TASK DETAILS: Print all entries word for word.

== SOURCE DATA ==

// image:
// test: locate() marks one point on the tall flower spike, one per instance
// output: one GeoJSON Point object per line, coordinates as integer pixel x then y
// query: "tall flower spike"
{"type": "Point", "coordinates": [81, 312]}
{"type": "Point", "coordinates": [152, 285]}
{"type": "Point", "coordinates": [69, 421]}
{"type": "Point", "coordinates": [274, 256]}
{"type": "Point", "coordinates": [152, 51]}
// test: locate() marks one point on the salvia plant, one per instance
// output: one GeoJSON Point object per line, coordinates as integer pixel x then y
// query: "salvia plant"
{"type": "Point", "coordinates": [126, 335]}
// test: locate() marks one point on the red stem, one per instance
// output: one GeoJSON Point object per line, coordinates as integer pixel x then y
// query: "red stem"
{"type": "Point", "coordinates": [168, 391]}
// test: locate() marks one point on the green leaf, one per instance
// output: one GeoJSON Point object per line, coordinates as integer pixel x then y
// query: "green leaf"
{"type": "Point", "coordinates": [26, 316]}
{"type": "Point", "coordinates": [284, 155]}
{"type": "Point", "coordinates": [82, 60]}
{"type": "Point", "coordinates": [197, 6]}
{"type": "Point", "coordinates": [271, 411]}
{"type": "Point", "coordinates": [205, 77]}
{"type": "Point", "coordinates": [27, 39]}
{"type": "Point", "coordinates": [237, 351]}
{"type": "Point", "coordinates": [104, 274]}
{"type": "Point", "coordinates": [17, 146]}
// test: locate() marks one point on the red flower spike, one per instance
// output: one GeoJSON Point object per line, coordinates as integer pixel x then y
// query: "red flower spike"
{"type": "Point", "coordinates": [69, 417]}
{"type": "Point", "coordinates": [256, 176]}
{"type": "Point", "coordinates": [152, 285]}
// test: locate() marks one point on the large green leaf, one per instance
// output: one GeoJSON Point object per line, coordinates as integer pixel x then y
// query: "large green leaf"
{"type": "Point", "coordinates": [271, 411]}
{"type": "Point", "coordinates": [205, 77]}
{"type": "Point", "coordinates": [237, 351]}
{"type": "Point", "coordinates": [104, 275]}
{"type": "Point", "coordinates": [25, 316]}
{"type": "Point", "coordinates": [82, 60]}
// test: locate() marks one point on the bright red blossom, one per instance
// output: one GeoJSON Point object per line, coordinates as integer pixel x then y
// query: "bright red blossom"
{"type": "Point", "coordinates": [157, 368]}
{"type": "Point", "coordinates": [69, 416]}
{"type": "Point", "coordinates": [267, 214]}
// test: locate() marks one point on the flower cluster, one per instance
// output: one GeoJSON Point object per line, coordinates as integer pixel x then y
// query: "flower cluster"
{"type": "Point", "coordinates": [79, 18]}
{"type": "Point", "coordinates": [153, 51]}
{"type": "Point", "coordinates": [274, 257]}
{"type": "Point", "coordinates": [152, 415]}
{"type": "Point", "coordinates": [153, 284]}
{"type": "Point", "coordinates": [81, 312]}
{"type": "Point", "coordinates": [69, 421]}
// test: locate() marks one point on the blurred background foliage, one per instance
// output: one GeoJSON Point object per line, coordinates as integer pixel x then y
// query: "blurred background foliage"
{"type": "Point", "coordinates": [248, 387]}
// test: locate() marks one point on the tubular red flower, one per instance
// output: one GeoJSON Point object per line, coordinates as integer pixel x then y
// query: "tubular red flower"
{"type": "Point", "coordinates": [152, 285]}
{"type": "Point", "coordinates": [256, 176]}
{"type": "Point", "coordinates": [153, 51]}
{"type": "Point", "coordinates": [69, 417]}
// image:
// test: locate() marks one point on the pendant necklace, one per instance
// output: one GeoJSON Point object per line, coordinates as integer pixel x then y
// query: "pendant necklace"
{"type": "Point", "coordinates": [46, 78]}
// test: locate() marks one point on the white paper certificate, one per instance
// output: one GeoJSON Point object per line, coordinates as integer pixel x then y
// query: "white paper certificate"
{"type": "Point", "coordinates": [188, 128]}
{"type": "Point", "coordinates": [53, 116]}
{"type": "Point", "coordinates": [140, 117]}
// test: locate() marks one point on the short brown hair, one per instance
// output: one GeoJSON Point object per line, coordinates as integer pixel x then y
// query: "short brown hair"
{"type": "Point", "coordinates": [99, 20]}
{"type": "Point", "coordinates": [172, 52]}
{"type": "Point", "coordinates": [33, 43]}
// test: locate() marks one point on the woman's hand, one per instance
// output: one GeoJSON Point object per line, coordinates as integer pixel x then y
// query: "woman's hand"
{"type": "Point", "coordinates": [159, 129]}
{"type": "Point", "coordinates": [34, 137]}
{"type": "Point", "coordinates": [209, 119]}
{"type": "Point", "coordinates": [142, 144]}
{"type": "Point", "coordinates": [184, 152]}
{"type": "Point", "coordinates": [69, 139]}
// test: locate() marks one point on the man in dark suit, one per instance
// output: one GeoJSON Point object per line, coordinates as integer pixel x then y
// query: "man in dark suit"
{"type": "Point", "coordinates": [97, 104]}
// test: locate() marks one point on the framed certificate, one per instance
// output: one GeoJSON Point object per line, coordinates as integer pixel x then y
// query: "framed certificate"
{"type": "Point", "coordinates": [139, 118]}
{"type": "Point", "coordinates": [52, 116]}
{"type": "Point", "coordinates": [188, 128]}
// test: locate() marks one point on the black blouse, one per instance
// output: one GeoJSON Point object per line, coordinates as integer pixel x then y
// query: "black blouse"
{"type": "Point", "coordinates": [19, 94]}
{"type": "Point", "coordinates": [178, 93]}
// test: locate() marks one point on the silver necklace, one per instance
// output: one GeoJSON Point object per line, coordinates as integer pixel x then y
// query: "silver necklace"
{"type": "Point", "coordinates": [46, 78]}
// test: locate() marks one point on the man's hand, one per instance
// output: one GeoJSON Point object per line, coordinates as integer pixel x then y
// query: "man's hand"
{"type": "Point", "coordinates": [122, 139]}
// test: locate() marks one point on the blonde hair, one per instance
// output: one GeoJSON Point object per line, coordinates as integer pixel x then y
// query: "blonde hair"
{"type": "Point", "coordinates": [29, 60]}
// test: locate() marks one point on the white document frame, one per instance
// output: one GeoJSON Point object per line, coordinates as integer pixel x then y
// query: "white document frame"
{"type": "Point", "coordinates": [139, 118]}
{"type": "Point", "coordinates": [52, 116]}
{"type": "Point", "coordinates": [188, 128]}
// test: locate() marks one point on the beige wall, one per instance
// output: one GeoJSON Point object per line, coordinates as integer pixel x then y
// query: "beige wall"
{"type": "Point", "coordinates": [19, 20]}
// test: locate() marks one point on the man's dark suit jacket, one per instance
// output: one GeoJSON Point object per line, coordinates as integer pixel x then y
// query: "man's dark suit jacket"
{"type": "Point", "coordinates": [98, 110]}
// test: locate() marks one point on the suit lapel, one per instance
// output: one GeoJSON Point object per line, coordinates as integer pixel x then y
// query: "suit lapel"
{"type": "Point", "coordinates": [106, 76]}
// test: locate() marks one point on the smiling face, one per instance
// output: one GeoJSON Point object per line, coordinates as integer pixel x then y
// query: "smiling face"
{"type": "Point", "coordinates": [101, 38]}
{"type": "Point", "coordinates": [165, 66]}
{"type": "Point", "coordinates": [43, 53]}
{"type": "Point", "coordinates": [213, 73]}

===

ANSWER TO THIS PROBLEM:
// image:
// test: locate() marks one point on the tall flower spike, one per instance
// output: one GeoJSON Point object per line, coordinates as integer pixel x then y
// query: "tall flower spike"
{"type": "Point", "coordinates": [81, 312]}
{"type": "Point", "coordinates": [152, 285]}
{"type": "Point", "coordinates": [69, 421]}
{"type": "Point", "coordinates": [274, 256]}
{"type": "Point", "coordinates": [152, 51]}
// test: locate() marks one point on the salvia plant, one per instance
// output: one GeoJSON Point object per line, coordinates as integer pixel x then y
// query: "salvia plant"
{"type": "Point", "coordinates": [126, 335]}
// test: locate() marks one point on the red stem, one per instance
// output: one GeoJSON Point object per line, coordinates as integer pixel x then y
// query: "red stem"
{"type": "Point", "coordinates": [168, 391]}
// test: locate() marks one point on the green leaf, one per instance
// output: one GeoJSON Point object per line, coordinates as integer pixel x then y
// query: "green leaf"
{"type": "Point", "coordinates": [26, 316]}
{"type": "Point", "coordinates": [284, 155]}
{"type": "Point", "coordinates": [82, 60]}
{"type": "Point", "coordinates": [197, 6]}
{"type": "Point", "coordinates": [271, 411]}
{"type": "Point", "coordinates": [205, 77]}
{"type": "Point", "coordinates": [27, 39]}
{"type": "Point", "coordinates": [237, 351]}
{"type": "Point", "coordinates": [104, 274]}
{"type": "Point", "coordinates": [17, 146]}
// test: locate() marks one point on the red flower spike, one per instance
// output: one GeoJSON Point object per line, coordinates as integer pixel x then y
// query: "red flower spike"
{"type": "Point", "coordinates": [69, 417]}
{"type": "Point", "coordinates": [256, 176]}
{"type": "Point", "coordinates": [152, 285]}
// test: locate() marks one point on the large green leaf, one per instance
// output: one GeoJSON Point object per line, coordinates as integer pixel x then y
// query: "large green leaf"
{"type": "Point", "coordinates": [271, 411]}
{"type": "Point", "coordinates": [205, 77]}
{"type": "Point", "coordinates": [237, 351]}
{"type": "Point", "coordinates": [104, 275]}
{"type": "Point", "coordinates": [25, 316]}
{"type": "Point", "coordinates": [82, 60]}
// test: locate() marks one point on the bright red blossom, one per instance
// output: one GeoJSON Point object per line, coordinates as integer pixel x then y
// query: "bright red blossom"
{"type": "Point", "coordinates": [157, 368]}
{"type": "Point", "coordinates": [69, 416]}
{"type": "Point", "coordinates": [267, 214]}
// test: locate() marks one point on the flower cluster, one per instance
// output: one GeoJSON Point object per line, coordinates as integer pixel x then y
// query: "flower cluster"
{"type": "Point", "coordinates": [79, 18]}
{"type": "Point", "coordinates": [153, 51]}
{"type": "Point", "coordinates": [274, 257]}
{"type": "Point", "coordinates": [152, 415]}
{"type": "Point", "coordinates": [153, 284]}
{"type": "Point", "coordinates": [81, 312]}
{"type": "Point", "coordinates": [69, 421]}
// test: locate() marks one point on the blurred background foliage, one per instance
// output: one GeoJSON Point object per line, coordinates as integer pixel x then y
// query: "blurred background foliage"
{"type": "Point", "coordinates": [248, 387]}
// test: locate() marks one point on the tubular red flower, one per instance
// output: one GeoJSON Point object per line, coordinates as integer pixel x then y
// query: "tubular red flower"
{"type": "Point", "coordinates": [152, 285]}
{"type": "Point", "coordinates": [256, 176]}
{"type": "Point", "coordinates": [153, 51]}
{"type": "Point", "coordinates": [69, 417]}
// image:
// test: locate() marks one point on the pendant necklace, one per instance
// output: one GeoJSON Point object per line, coordinates as integer pixel x then y
// query: "pendant necklace"
{"type": "Point", "coordinates": [46, 78]}
// test: locate() marks one point on the white paper certificate, one per instance
// output: one GeoJSON Point object per line, coordinates as integer pixel x then y
// query: "white paper certificate"
{"type": "Point", "coordinates": [188, 128]}
{"type": "Point", "coordinates": [53, 116]}
{"type": "Point", "coordinates": [140, 117]}
// test: locate() marks one point on the short brown hair, one per instance
// output: one GeoJSON Point object per line, coordinates as integer pixel x then y
// query: "short brown hair"
{"type": "Point", "coordinates": [99, 20]}
{"type": "Point", "coordinates": [172, 52]}
{"type": "Point", "coordinates": [33, 43]}
// test: locate() marks one point on the woman's hand, one per instance
// output: one GeoJSON Point object per line, coordinates as integer pixel x then y
// query: "woman's hand"
{"type": "Point", "coordinates": [159, 129]}
{"type": "Point", "coordinates": [34, 137]}
{"type": "Point", "coordinates": [209, 119]}
{"type": "Point", "coordinates": [142, 144]}
{"type": "Point", "coordinates": [184, 152]}
{"type": "Point", "coordinates": [69, 139]}
// test: locate() marks one point on the man in dark suit, one per instance
// output: one GeoJSON Point object per line, coordinates as integer pixel x then y
// query: "man in dark suit"
{"type": "Point", "coordinates": [97, 104]}
// test: locate() marks one point on the framed certificate, one per instance
// output: one GeoJSON Point object per line, coordinates as integer pixel x then y
// query: "framed certificate"
{"type": "Point", "coordinates": [139, 118]}
{"type": "Point", "coordinates": [52, 116]}
{"type": "Point", "coordinates": [188, 128]}
// test: locate() marks one point on the black blouse, one per instance
// output: one GeoJSON Point object per line, coordinates as integer pixel x then y
// query: "black blouse"
{"type": "Point", "coordinates": [19, 94]}
{"type": "Point", "coordinates": [178, 93]}
// test: locate() marks one point on the silver necklace, one per instance
// output: one GeoJSON Point object per line, coordinates as integer pixel x then y
// query: "silver necklace"
{"type": "Point", "coordinates": [46, 78]}
// test: locate() marks one point on the man's hand, one per instance
// output: one GeoJSON Point object per line, coordinates as integer pixel x then y
// query: "man's hand"
{"type": "Point", "coordinates": [122, 139]}
// test: locate() marks one point on the blonde hair, one per instance
// output: one GeoJSON Point object per line, coordinates as integer pixel x then y
// query: "blonde hair"
{"type": "Point", "coordinates": [29, 60]}
// test: locate() marks one point on the white document frame, one per instance
// output: one GeoJSON Point object per line, coordinates as integer pixel x then y
// query: "white document frame"
{"type": "Point", "coordinates": [139, 118]}
{"type": "Point", "coordinates": [52, 116]}
{"type": "Point", "coordinates": [188, 128]}
// test: locate() marks one point on the beige wall, one per instance
// output: one GeoJSON Point object per line, coordinates as integer pixel x then y
// query: "beige wall"
{"type": "Point", "coordinates": [19, 20]}
// test: locate() marks one point on the man's dark suit jacket, one per instance
// output: one GeoJSON Point object per line, coordinates as integer pixel x then y
// query: "man's dark suit jacket"
{"type": "Point", "coordinates": [98, 110]}
// test: locate() marks one point on the suit lapel, one per instance
// output: one GeoJSON Point object per line, coordinates as integer pixel x then y
// query: "suit lapel"
{"type": "Point", "coordinates": [106, 76]}
// test: locate() marks one point on the smiling face, one per instance
// output: one GeoJSON Point object per line, coordinates as integer pixel x then y
// query: "smiling face"
{"type": "Point", "coordinates": [101, 38]}
{"type": "Point", "coordinates": [165, 66]}
{"type": "Point", "coordinates": [43, 53]}
{"type": "Point", "coordinates": [213, 73]}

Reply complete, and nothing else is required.